(Study text):
Home » Clinical Trials » Developing disease-specific therapies for women with PCOS: a focus on androgen excess

Professor Mick O’Reilly

Clinical Associate Professor, RCSI and Consultant Endocrinologist, Beaumont Hospital

Dr Fionnuala Keane

Director of Operations, RCSI-CRC

Research aims to understand the long-term impact of androgen excess in women with PCOS, which is associated with increased risk of type 2 diabetes, cardiovascular disease and non-alcoholic fatty liver disease.

Polycystic ovary syndrome (PCOS) affects around one in seven women across Ireland. A PCOS study is one of over 70 studies currently taking place at RCSI University of Medicine and Health Sciences, Clinical Research Centre (CRC), based at Dublin’s Beaumont Hospital.

Androgens and PCOS research

Principal Investigator in the PCOS study is Prof Mick O’Reilly, a Consultant Endocrinologist at Beaumont Hospital and Honorary Clinical Professor at RCSI with a particular focus on steroid metabolism disorders and, specifically, conditions where androgen hormones are elevated in women’s blood.

“The most familiar androgen is testosterone, but there are multiple different types of androgens and although they are typically far lower in women compared to men, there are disorders where androgens such as testosterone can be elevated,” he explains.

PCOS affects 10–15% of women and can cause irregular periods, unwanted hair growth and other health conditions. His research group is working on mediating the adverse metabolic health outcomes of androgen excess in women with PCOS, but that involves labour-intensive research.

PCOS affects 10–15% of women and can
cause irregular periods, unwanted hair
growth and other health conditions.

Secure research environment

Study participants attend the CRC for up to eight hours to be closely monitored with blood samples and biopsies taken, as well as undergoing insulin clamp testing (a marker of insulin sensitivity).

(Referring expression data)
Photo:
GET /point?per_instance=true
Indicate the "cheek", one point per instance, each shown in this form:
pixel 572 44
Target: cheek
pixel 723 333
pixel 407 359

* * *

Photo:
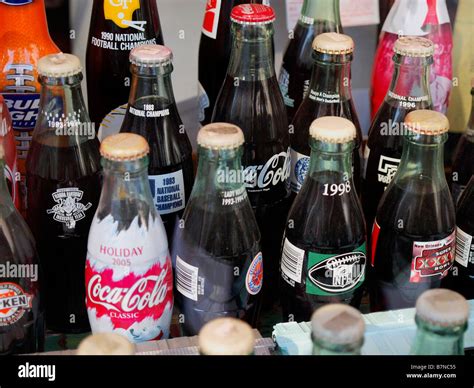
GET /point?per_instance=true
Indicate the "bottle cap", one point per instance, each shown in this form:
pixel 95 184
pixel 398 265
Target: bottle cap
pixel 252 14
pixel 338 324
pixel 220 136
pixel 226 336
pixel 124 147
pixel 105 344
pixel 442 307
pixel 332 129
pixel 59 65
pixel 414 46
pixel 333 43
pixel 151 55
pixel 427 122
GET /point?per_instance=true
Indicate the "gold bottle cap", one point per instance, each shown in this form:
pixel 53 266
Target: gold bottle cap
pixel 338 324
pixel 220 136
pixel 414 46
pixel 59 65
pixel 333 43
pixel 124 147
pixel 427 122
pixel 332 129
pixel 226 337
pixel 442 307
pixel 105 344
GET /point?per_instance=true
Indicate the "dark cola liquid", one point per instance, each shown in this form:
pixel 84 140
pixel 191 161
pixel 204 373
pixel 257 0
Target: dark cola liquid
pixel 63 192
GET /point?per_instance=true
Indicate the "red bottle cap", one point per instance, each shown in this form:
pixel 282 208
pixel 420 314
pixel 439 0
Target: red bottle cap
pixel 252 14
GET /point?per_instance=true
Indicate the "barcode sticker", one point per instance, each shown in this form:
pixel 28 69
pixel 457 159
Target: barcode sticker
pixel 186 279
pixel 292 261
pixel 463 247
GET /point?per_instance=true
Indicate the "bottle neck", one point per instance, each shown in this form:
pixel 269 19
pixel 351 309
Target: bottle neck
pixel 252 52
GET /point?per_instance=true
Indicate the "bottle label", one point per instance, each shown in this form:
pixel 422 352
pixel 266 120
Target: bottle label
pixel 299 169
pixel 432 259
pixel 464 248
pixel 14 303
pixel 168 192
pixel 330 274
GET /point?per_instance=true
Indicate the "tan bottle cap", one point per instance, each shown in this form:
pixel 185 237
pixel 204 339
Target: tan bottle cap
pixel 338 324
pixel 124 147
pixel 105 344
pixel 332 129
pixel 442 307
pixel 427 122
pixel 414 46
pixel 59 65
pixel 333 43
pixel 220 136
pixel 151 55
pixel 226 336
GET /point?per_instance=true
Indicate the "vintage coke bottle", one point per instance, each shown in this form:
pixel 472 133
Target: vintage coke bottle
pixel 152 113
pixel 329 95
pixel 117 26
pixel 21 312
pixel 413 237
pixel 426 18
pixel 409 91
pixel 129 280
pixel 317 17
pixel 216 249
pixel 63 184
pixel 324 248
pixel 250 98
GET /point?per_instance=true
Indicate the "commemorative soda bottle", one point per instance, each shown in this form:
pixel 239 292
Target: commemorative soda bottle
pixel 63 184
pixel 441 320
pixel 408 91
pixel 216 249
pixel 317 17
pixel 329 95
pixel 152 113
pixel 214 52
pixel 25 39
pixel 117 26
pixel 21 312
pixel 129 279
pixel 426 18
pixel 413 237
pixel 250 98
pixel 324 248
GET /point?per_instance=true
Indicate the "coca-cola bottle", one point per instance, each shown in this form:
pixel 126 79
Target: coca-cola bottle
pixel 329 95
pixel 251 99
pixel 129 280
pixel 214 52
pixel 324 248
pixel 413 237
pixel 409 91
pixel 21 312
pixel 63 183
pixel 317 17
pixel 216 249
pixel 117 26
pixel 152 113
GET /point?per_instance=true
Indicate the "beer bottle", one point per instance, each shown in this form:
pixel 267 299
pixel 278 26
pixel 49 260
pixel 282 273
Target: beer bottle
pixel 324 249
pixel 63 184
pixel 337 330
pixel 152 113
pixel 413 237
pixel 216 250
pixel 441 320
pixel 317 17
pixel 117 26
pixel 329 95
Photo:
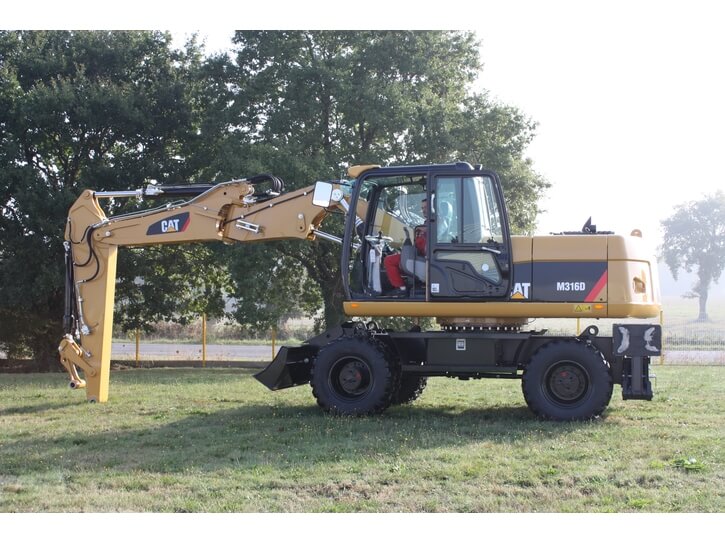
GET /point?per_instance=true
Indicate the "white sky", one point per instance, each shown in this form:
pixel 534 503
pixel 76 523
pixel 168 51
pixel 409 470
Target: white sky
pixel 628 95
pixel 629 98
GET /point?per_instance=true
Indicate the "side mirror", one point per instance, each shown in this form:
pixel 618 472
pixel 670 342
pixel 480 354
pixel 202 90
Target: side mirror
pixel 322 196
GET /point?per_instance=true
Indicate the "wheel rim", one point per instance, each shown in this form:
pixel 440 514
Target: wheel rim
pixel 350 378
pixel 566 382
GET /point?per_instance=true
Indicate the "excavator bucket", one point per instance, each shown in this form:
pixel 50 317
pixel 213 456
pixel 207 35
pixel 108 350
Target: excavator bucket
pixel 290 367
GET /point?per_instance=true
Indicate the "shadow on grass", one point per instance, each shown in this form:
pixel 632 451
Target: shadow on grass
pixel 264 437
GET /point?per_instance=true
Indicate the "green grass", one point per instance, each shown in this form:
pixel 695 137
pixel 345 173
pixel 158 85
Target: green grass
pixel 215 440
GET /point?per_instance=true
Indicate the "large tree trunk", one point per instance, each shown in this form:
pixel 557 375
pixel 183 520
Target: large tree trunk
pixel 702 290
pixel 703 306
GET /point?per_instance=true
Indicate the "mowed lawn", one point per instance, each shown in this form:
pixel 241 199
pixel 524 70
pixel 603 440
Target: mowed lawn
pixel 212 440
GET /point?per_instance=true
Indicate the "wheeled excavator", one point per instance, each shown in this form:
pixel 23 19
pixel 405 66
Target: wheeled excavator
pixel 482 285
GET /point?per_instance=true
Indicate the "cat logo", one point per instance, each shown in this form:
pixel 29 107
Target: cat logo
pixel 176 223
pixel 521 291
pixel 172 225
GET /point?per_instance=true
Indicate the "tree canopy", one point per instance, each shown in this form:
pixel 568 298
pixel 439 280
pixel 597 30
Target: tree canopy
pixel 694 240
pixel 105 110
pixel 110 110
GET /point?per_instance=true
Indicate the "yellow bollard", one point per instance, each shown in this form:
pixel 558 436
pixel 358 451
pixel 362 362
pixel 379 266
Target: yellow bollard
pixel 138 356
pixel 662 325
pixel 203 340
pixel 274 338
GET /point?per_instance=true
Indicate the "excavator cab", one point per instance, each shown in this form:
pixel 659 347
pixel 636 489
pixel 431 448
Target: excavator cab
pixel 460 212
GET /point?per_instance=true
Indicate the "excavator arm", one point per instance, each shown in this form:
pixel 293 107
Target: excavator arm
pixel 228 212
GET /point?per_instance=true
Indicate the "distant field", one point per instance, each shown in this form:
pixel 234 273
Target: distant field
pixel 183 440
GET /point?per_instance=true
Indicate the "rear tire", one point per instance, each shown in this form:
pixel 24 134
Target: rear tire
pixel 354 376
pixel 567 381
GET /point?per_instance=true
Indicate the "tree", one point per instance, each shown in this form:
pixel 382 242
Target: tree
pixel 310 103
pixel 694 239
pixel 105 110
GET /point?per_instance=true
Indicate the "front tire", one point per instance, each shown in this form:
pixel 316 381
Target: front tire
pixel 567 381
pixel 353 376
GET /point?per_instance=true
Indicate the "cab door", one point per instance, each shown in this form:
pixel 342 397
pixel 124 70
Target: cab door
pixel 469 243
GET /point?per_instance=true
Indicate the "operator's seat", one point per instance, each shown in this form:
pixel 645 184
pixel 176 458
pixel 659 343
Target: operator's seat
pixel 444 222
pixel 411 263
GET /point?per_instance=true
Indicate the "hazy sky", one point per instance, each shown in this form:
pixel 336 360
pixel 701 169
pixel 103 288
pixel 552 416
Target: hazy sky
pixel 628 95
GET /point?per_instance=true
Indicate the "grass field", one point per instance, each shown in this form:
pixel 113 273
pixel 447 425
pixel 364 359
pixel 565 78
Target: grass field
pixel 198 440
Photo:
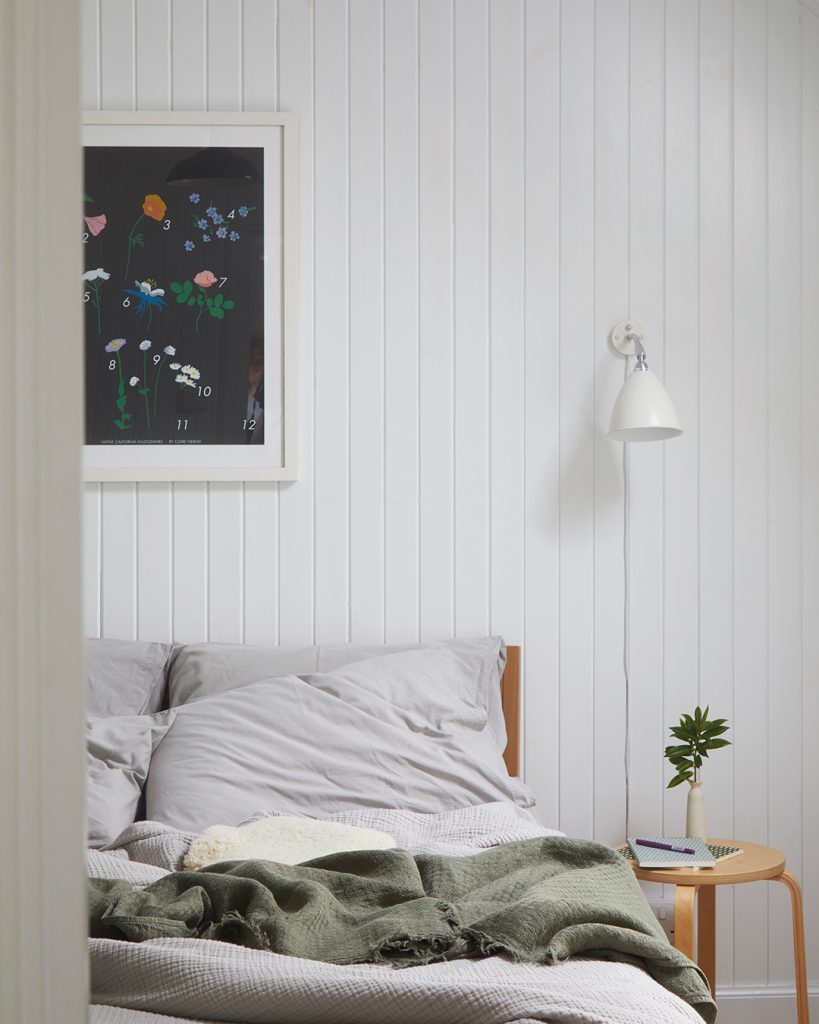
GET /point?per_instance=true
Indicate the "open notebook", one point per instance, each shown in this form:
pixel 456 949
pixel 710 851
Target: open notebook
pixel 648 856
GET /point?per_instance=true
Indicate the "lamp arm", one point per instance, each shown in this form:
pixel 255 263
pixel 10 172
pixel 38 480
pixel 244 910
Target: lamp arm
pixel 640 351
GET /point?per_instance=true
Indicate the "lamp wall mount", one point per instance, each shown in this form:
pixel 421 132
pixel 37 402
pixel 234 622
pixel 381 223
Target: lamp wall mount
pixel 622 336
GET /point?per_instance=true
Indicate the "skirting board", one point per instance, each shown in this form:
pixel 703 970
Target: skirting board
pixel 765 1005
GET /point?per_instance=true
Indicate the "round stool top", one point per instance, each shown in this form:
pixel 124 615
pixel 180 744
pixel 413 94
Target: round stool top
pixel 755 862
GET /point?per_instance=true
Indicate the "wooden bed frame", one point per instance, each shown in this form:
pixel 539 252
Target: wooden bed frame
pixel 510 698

(Task item A):
Duplicate the PCOS article from "Director of Operations, RCSI-CRC" up to and including "in women’s blood.".
(Task item B):
Shorten the paragraph of the PCOS article that begins "Principal Investigator in the PCOS study", keeping its main facts.
(Task item C):
According to the PCOS article, for how long do study participants attend the CRC?

(Task output A):
Director of Operations, RCSI-CRC

Research aims to understand the long-term impact of androgen excess in women with PCOS, which is associated with increased risk of type 2 diabetes, cardiovascular disease and non-alcoholic fatty liver disease.

Polycystic ovary syndrome (PCOS) affects around one in seven women across Ireland. A PCOS study is one of over 70 studies currently taking place at RCSI University of Medicine and Health Sciences, Clinical Research Centre (CRC), based at Dublin’s Beaumont Hospital.

Androgens and PCOS research

Principal Investigator in the PCOS study is Prof Mick O’Reilly, a Consultant Endocrinologist at Beaumont Hospital and Honorary Clinical Professor at RCSI with a particular focus on steroid metabolism disorders and, specifically, conditions where androgen hormones are elevated in women’s blood.

(Task output B):
Prof Mick O'Reilly leads the PCOS study as Principal Investigator. He is a Consultant Endocrinologist at Beaumont Hospital and Honorary Clinical Professor at RCSI. His focus is steroid metabolism disorders, especially conditions with elevated androgen hormones in women's blood.

(Task output C):
Up to eight hours.